RAW RECORDS:
────────────────────────────────────────
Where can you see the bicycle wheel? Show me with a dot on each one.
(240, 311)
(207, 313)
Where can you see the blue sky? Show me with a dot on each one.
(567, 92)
────────────────────────────────────────
EXERCISE DETAILS: Write the lines above as a JSON list of strings, with one string for each line and no blank lines.

TASK RESULT:
[
  "Where can you see the bicycle wheel? Show me with a dot on each one.",
  "(240, 311)",
  "(207, 313)",
  "Where can you see the blue sky? Show me with a dot on each one.",
  "(567, 92)"
]